### What this task involves
Begin at the line with "formatted like (257,195)." and output every line through the end of the records, exactly as given. Omit pictures.

═════ Given data ═════

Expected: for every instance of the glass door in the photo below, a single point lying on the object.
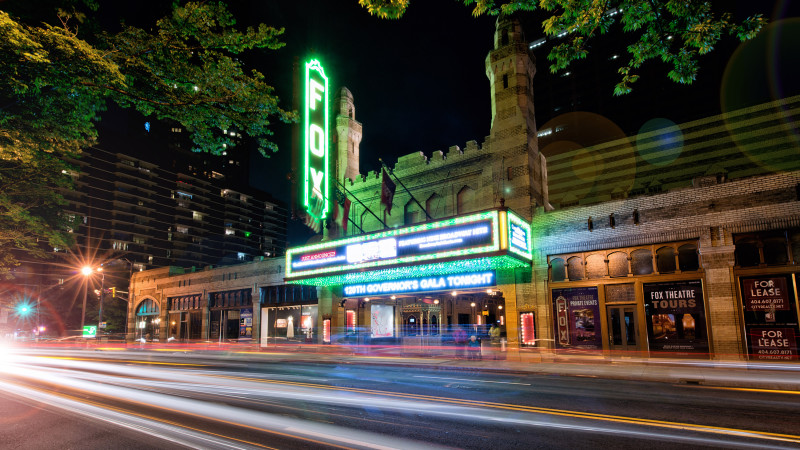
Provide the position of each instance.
(623, 328)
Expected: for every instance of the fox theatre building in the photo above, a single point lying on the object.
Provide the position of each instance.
(416, 284)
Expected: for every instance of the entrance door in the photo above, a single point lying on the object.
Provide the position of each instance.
(623, 328)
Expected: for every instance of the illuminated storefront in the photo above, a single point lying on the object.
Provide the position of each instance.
(646, 300)
(417, 283)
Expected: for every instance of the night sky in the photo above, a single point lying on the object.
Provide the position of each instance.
(419, 83)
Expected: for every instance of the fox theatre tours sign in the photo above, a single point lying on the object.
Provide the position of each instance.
(315, 156)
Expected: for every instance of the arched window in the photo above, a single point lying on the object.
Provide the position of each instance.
(558, 270)
(687, 258)
(665, 260)
(618, 264)
(465, 200)
(596, 266)
(641, 262)
(435, 205)
(147, 308)
(575, 268)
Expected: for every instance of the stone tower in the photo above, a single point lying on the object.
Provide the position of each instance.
(348, 136)
(510, 67)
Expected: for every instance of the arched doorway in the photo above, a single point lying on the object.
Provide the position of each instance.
(148, 323)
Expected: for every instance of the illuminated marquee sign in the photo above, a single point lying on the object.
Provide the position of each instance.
(315, 159)
(499, 235)
(423, 284)
(464, 235)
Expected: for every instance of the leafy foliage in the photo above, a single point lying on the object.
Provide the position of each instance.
(56, 84)
(673, 31)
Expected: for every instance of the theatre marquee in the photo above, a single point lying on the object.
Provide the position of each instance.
(493, 239)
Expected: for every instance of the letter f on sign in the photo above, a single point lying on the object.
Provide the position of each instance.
(316, 93)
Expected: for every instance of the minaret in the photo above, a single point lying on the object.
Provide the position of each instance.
(348, 136)
(510, 67)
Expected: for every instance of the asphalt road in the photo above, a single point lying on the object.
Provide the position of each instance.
(178, 400)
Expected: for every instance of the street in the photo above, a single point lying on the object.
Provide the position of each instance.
(205, 400)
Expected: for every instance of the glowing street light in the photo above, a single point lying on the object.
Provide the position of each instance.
(88, 271)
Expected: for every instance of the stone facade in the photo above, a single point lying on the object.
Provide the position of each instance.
(665, 208)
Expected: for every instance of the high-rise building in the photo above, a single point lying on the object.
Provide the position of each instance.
(143, 200)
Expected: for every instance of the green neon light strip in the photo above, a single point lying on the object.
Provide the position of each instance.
(314, 65)
(447, 268)
(516, 220)
(493, 247)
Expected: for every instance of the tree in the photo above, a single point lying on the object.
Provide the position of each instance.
(676, 32)
(56, 83)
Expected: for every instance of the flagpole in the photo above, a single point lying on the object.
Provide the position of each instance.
(404, 187)
(362, 204)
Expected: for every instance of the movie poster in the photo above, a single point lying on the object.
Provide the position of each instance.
(382, 320)
(246, 323)
(577, 314)
(770, 317)
(676, 318)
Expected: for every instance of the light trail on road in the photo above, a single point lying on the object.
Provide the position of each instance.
(233, 401)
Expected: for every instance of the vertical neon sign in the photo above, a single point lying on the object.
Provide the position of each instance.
(315, 159)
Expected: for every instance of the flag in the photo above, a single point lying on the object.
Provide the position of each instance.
(311, 215)
(342, 213)
(387, 192)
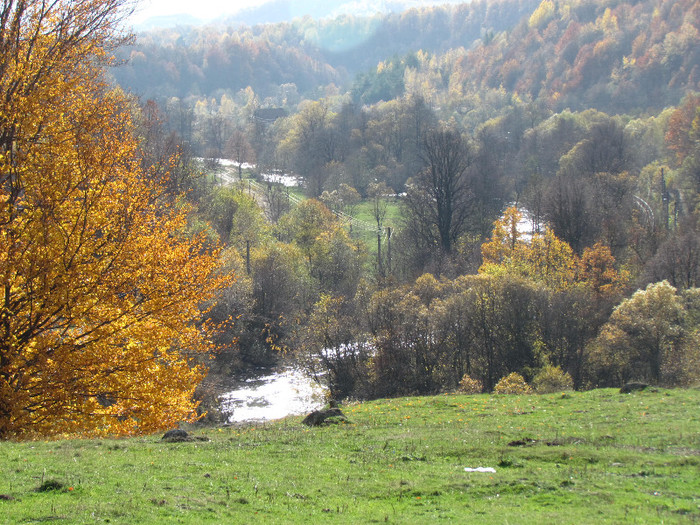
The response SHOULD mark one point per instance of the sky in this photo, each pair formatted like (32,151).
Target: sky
(208,9)
(202,9)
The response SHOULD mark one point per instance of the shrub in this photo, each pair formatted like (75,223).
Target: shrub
(552,379)
(470,386)
(512,384)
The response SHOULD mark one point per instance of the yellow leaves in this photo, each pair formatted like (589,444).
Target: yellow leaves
(547,259)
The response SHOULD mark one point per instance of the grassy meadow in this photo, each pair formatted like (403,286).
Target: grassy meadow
(566,458)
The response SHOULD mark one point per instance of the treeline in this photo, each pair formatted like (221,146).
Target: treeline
(584,116)
(205,62)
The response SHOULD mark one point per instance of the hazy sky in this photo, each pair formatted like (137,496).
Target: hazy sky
(208,9)
(203,9)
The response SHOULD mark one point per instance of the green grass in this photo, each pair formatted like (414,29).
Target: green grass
(591,457)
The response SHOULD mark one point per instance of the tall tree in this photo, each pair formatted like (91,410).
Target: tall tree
(437,200)
(100,287)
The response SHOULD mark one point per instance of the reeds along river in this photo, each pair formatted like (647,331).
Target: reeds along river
(272,394)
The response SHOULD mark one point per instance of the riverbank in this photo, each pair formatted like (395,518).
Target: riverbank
(579,457)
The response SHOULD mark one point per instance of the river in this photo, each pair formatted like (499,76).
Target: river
(272,394)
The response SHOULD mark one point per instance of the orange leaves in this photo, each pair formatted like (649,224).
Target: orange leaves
(547,259)
(100,287)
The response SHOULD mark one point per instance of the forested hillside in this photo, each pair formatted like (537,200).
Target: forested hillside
(540,161)
(487,189)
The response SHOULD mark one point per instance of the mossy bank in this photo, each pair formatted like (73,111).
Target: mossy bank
(575,457)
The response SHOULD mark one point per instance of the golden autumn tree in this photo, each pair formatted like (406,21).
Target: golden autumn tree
(99,287)
(546,258)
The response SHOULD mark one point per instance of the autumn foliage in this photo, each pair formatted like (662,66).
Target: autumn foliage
(100,287)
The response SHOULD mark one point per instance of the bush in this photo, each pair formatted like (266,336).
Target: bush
(512,384)
(552,379)
(470,386)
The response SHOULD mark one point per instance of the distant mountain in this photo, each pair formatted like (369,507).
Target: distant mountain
(167,21)
(276,11)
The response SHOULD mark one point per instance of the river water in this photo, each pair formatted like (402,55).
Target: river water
(272,394)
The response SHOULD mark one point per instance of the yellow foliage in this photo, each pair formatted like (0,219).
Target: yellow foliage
(543,14)
(547,259)
(100,288)
(513,384)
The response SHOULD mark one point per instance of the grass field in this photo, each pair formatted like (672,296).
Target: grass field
(589,457)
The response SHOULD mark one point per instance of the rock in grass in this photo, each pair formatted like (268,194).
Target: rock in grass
(178,435)
(318,418)
(50,485)
(632,387)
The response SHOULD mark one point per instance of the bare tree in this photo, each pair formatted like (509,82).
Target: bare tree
(438,198)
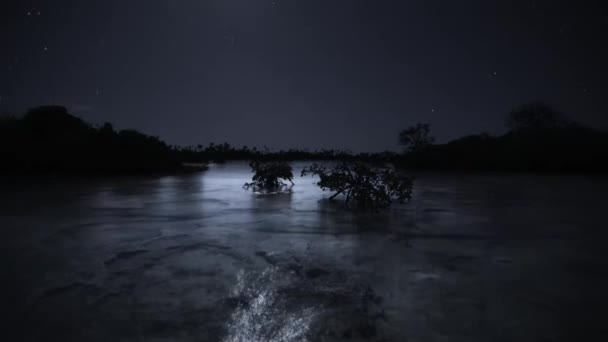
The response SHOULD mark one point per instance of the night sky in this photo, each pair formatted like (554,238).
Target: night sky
(304,73)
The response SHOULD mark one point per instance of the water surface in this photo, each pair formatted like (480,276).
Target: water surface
(198,258)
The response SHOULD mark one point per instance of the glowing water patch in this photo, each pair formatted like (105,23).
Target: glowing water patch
(265,316)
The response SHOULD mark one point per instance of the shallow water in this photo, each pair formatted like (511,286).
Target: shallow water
(198,258)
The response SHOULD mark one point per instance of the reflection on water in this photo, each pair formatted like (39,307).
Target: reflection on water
(198,258)
(262,314)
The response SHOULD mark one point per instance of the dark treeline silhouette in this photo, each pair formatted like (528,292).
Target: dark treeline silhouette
(48,139)
(539,139)
(225,152)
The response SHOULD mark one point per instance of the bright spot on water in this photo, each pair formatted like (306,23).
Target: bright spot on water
(265,317)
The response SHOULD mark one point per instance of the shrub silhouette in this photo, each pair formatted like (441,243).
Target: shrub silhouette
(269,175)
(370,186)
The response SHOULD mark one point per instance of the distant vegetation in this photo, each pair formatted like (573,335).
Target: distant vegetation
(366,185)
(49,140)
(539,139)
(270,175)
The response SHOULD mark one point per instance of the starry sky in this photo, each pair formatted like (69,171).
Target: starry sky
(343,74)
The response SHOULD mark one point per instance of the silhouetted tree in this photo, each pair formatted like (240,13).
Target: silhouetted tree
(371,186)
(416,137)
(270,175)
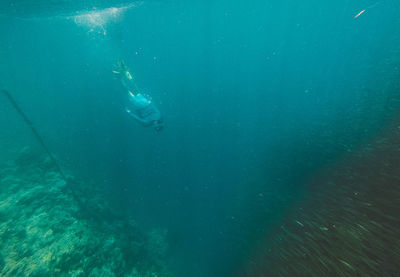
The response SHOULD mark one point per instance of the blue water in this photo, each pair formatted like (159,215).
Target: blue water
(256,96)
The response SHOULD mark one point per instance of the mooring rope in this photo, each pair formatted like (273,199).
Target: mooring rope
(40,140)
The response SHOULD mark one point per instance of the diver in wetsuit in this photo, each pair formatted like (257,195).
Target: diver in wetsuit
(140,107)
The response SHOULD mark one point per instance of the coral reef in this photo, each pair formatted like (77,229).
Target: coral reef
(44,231)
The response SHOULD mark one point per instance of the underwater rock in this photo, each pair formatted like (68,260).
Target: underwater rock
(43,233)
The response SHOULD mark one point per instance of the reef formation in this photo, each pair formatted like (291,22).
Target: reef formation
(46,231)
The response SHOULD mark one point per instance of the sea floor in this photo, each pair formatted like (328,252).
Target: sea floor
(50,227)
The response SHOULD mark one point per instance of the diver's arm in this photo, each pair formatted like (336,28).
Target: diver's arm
(141,120)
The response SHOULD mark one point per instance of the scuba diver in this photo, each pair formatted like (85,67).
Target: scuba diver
(141,107)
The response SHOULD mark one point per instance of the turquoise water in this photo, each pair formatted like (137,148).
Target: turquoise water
(263,102)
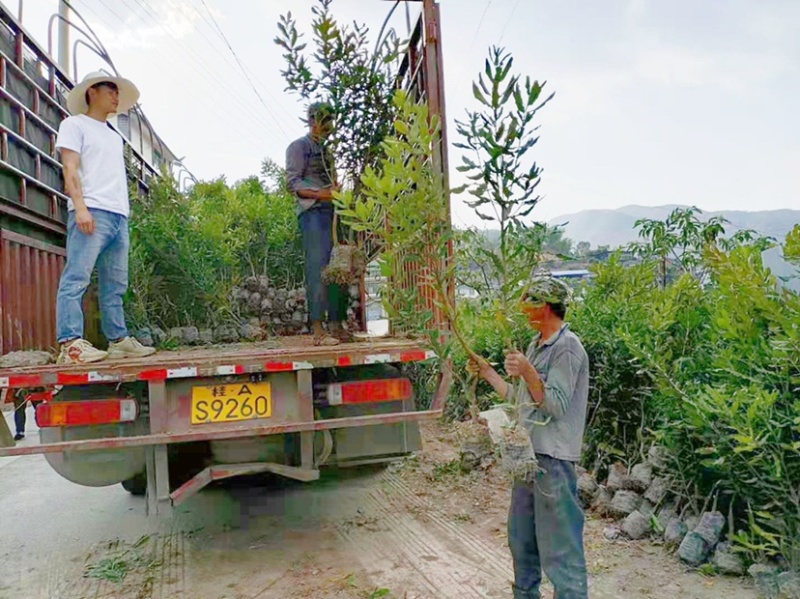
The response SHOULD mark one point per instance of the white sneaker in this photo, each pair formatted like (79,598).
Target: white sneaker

═════

### Exercise solution
The response SHOULD mark one point per instance of the diver in wetsuit in this photo, each pair formatted like (257,195).
Target: diver in wetsuit
(140,107)
The response SHOULD mark one point per instance of the coral reef in this photo, each pair formatted like (77,229).
Target: coral reef
(44,231)
The response SHOULD mark one point per instance of the underwater rock in this photo, each pair formatted like (68,260).
Target: underwater rock
(43,233)
The response SHOULD mark one point per instance of the reef formation in this photo, each pair formatted like (291,22).
Target: reef formation
(46,231)
The response SHOULD mark one point per instance of the sea floor in this photo, each pair formatted like (328,252).
Target: sea floor
(50,227)
The response SHOULD mark one point per instance of the diver's arm in this photo, each pair formatted like (336,28).
Target: diver's arm
(141,120)
The response SHOULD mark one point per instance of the scuba diver in this photo, each pair formatted like (85,67).
Target: scuba diver
(141,107)
The response SHOULD mark one point per instance of the turquoise water in this photo, each pair formatted like (137,148).
Target: turquoise water
(263,102)
The response SHOULD mark one point per instance of the white sneaker in this photo, each pair formatted like (79,598).
Target: white sneaker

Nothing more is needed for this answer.